───── DATA SECTION ─────

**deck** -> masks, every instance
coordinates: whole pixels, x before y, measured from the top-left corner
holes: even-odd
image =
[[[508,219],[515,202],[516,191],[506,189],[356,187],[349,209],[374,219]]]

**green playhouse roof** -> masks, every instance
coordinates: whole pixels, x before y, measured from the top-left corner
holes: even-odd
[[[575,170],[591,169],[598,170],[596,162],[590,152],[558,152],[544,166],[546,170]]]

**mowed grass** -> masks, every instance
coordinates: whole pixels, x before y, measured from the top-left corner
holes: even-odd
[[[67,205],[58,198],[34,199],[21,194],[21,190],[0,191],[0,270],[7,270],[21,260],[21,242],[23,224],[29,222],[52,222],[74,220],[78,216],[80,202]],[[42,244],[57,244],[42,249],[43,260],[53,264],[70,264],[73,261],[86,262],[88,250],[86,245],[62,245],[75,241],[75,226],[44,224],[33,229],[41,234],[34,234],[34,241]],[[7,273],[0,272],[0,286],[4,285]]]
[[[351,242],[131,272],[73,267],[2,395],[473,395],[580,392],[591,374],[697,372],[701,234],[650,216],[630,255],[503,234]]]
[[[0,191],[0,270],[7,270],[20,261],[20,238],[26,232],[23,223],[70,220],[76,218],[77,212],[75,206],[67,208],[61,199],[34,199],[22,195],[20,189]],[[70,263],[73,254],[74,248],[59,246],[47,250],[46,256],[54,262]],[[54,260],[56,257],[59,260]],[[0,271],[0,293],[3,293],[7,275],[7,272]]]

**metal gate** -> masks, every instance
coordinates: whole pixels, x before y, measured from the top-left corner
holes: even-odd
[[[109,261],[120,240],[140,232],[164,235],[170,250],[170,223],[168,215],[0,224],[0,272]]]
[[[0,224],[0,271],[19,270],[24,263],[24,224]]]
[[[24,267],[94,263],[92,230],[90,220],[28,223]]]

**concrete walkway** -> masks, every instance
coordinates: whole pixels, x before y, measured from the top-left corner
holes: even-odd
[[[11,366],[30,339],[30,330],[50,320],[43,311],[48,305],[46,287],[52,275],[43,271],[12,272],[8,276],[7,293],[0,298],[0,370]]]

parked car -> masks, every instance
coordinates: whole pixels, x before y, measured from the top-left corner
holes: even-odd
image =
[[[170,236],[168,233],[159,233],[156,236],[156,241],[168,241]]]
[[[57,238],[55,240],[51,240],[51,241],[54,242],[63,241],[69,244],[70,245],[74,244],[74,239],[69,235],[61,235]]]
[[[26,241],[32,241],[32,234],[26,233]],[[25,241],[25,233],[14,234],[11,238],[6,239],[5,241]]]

─────

*WHAT THE TASK REQUIRES*. Can you turn every line of the rows above into a Markdown table with the columns Line No. and Row Text, skipping blank lines?

*SOLUTION TO THE EXERCISE*.
| Line No. | Row Text |
|---|---|
| 1 | **deck** -> masks, every instance |
| 2 | coordinates: whole pixels, x before y, measured from the top-left corner |
| 3 | holes: even-odd |
| 4 | image = |
| 5 | [[[508,219],[515,202],[516,191],[506,189],[356,187],[349,209],[374,219]]] |
| 6 | **green playhouse roof** -> masks, every instance |
| 7 | coordinates: whole pixels, x before y, measured from the top-left corner |
| 8 | holes: even-odd |
| 9 | [[[575,170],[591,169],[598,170],[596,162],[590,152],[558,152],[544,166],[546,170]]] |
| 10 | **mowed grass** -> masks, every instance |
| 11 | coordinates: whole pixels, x before y, measured from the top-left corner |
| 12 | holes: even-odd |
| 13 | [[[67,205],[58,198],[34,199],[21,194],[21,190],[0,191],[0,270],[7,270],[21,260],[21,242],[23,224],[29,222],[52,222],[74,220],[78,216],[80,202]],[[42,244],[57,244],[42,249],[43,260],[53,264],[70,264],[73,261],[86,262],[88,250],[86,245],[62,245],[75,241],[75,226],[44,224],[33,229],[41,234],[34,234],[34,241]],[[7,273],[0,272],[0,286],[4,285]]] |
| 14 | [[[351,242],[131,272],[73,267],[2,395],[473,395],[580,392],[591,374],[697,372],[701,234],[650,216],[630,255],[503,234]]] |
| 15 | [[[0,191],[0,270],[7,270],[20,261],[20,238],[26,232],[23,223],[70,220],[76,218],[77,212],[75,206],[67,208],[61,199],[34,199],[22,195],[20,189]],[[70,263],[73,254],[74,248],[59,246],[47,250],[46,256],[54,262]],[[54,260],[56,257],[59,260]],[[0,271],[0,293],[3,293],[7,275],[7,272]]] |
| 16 | **metal gate** -> masks, every instance |
| 17 | coordinates: whole pixels, x before y, measured from the top-left corner |
| 18 | holes: even-odd |
| 19 | [[[109,261],[120,240],[140,232],[164,235],[170,250],[170,223],[168,215],[0,224],[0,272]]] |
| 20 | [[[0,224],[0,271],[19,270],[24,263],[24,224]]] |
| 21 | [[[24,267],[94,263],[92,230],[90,220],[28,223]]] |
| 22 | **concrete walkway** -> masks, every instance |
| 23 | coordinates: whole pixels, x before y, measured from the top-left corner |
| 24 | holes: even-odd |
| 25 | [[[11,366],[30,339],[30,330],[50,320],[43,311],[48,305],[46,287],[52,275],[43,271],[12,272],[8,276],[7,293],[0,298],[0,370]]] |
| 26 | parked car -> masks, every instance |
| 27 | coordinates: whole pixels, x before y, measured from the top-left corner |
| 28 | holes: even-odd |
| 29 | image = |
| 30 | [[[170,236],[168,233],[159,233],[156,236],[156,241],[168,241]]] |
| 31 | [[[57,238],[55,240],[51,240],[51,241],[54,242],[63,241],[69,244],[70,245],[74,244],[74,239],[69,235],[61,235]]] |
| 32 | [[[26,241],[32,241],[32,234],[26,233]],[[25,241],[25,233],[14,234],[11,238],[6,239],[5,241]]] |